• Data extract:
- - - - -

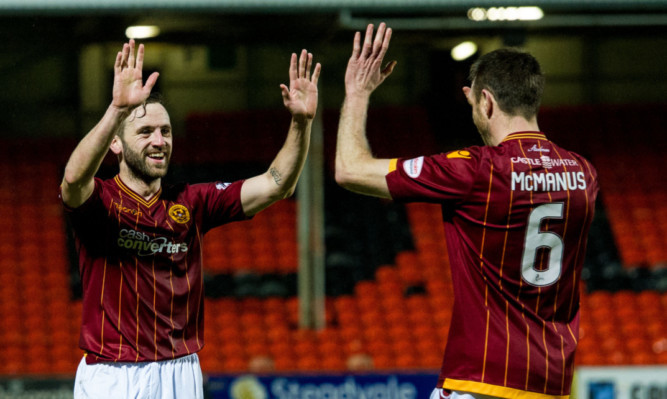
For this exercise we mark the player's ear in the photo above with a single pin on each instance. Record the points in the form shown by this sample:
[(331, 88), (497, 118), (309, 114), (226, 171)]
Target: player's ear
[(488, 103), (116, 145)]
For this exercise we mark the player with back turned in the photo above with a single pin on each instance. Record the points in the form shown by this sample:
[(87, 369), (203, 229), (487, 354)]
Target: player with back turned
[(516, 214), (140, 243)]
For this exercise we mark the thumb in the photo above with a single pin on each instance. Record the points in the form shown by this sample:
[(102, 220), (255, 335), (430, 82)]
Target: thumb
[(389, 69), (150, 82), (285, 92)]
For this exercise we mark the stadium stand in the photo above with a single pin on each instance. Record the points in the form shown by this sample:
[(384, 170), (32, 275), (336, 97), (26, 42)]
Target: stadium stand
[(395, 309)]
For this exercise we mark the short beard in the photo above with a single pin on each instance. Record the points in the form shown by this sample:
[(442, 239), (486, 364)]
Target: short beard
[(138, 167)]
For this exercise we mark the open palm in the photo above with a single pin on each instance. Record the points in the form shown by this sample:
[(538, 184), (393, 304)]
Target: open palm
[(301, 96), (128, 88)]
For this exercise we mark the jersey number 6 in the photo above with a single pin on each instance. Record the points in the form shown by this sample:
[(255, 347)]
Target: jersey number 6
[(536, 239)]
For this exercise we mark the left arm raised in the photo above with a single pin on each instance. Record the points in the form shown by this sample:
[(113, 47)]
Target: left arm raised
[(300, 99)]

- - - - -

Reproduce the rows above, from the start of the rows through the line containing "[(488, 103), (116, 145)]", requests included, and offset every coordinate in the answers by 56 while leaving the sample points in the requests as they are. Leave the pictures out of your answer.

• Answer to the exercise:
For this exercise we mark the player's ear in the photo above with a single pin on each instance. Record the points in the form shown by this sample:
[(331, 88), (497, 118), (309, 114), (226, 171)]
Target: player's ear
[(544, 159), (172, 201)]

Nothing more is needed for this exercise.